- Text excerpt

Penny Wong the $106bn woman

Krygsman
Illustration: Sturt Krygsman Source: TheAustralian

CAMPAIGN Day 10: As much as Kevin Rudd wants a presidential-style election campaign as September 7 draws nearer, senior members of his leadership team deserve close scrutiny too.

To be fair, Chris Bowen has barely warmed his seat as new Treasurer. That said, after Labor's record, a young politician such as Bowen should have practised budgeting skills in a small business using his own money before taking the reins of a trillion-dollar economy.

Next in line is Labor's Finance Minister. Penny Wong seems to float above the fray, attracting accolades from those not paying much attention to detail. Don't get me wrong. Wong is a charming, articulate, ambitious, thoroughly decent woman. Media savvy, she has a wonderfully easy manner, she's calm, unflappable, funny and has a smile that's a winner on camera. Q&A audiences love her and her politics.

However, genuine political leadership is not about being liked. It's about earning respect for a job well done. On that score, the Finance Minister has been a disaster. How extraordinary, then, that her senior role of almost three years has escaped serious examination.

Since Wong became Finance Minister in September 2010, Australia has had four budgets: 2010-11, 2011-12, 2012-13 and the most recent one in May for 2013-14. Let's add the economic statement Wong delivered with Bowen on the Friday before the election was called. Wong has lent her name and her reputation to a set of numbers that tell a story of mind-boggling incompetence. To be extra cautious and extra fair to Wong, let's exclude the 2010-11 budget as she was not finance minister when that was delivered in May 2010.

Starting with that first budget - 2011-12 - when Wong was Finance Minister, she and Labor predicted a budget deficit of $22.6 billion in 2011-12. She was out by more than $20bn. The most recent budget in May revealed a deficit for 2011-12 of $43.3bn. It gets worse. In that first budget, Wong predicted a surplus of $3.5bn for 2012-13. She was out by $22.9bn with the actual result being a deficit of $19.4bn.

- Direction 1
According to the article, why does the writer leave the 2010-11 budget out of the review of Wong's record?
- Direction 2
Extract the passage of the article between "Penny Wong the" and "a trillion-dollar economy.", inclusive.

- Data entries

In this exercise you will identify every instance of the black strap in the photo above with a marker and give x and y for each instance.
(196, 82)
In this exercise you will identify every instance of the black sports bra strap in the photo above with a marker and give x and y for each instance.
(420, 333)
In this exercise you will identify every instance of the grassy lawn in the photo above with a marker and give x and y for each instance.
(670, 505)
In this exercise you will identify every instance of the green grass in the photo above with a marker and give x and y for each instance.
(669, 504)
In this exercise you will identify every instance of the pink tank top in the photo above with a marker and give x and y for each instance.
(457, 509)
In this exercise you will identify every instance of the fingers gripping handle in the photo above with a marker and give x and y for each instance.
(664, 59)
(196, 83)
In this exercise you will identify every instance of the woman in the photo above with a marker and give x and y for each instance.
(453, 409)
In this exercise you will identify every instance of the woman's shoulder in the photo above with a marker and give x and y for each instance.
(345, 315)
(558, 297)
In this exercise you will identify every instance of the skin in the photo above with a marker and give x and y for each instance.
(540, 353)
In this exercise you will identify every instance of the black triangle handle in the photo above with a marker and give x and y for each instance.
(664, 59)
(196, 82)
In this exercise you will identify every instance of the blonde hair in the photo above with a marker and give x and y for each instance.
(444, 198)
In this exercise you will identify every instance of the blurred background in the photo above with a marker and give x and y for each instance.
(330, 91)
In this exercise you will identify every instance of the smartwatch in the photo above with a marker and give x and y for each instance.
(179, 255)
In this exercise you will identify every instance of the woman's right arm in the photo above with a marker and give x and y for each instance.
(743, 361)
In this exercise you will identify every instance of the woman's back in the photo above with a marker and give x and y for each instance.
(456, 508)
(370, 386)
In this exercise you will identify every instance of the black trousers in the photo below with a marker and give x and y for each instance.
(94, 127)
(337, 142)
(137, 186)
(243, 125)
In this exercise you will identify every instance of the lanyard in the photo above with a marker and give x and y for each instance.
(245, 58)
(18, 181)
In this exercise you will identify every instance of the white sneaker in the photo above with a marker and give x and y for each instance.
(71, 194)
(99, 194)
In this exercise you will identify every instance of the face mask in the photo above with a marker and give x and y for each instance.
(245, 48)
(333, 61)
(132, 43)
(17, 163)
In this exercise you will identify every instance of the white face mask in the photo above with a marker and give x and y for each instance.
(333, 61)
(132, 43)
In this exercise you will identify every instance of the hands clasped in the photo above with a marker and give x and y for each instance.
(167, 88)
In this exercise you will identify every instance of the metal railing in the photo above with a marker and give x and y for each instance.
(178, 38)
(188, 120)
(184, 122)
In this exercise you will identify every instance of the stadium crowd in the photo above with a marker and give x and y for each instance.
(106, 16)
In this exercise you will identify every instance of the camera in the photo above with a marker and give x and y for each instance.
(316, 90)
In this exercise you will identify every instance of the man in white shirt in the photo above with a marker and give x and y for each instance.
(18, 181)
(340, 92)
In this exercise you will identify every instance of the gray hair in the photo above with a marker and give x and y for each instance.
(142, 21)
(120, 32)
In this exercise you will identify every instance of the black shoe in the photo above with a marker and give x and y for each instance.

- Correct answer 1
The writer excludes the 2010-11 budget to be extra cautious and extra fair to Wong. She was not finance minister when that budget was delivered in May 2010.

- Correct answer 2
Penny Wong the $106bn woman

Krygsman
Illustration: Sturt Krygsman Source: TheAustralian

CAMPAIGN Day 10: As much as Kevin Rudd wants a presidential-style election campaign as September 7 draws nearer, senior members of his leadership team deserve close scrutiny too.

To be fair, Chris Bowen has barely warmed his seat as new Treasurer. That said, after Labor's record, a young politician such as Bowen should have practised budgeting skills in a small business using his own money before taking the reins of a trillion-dollar economy.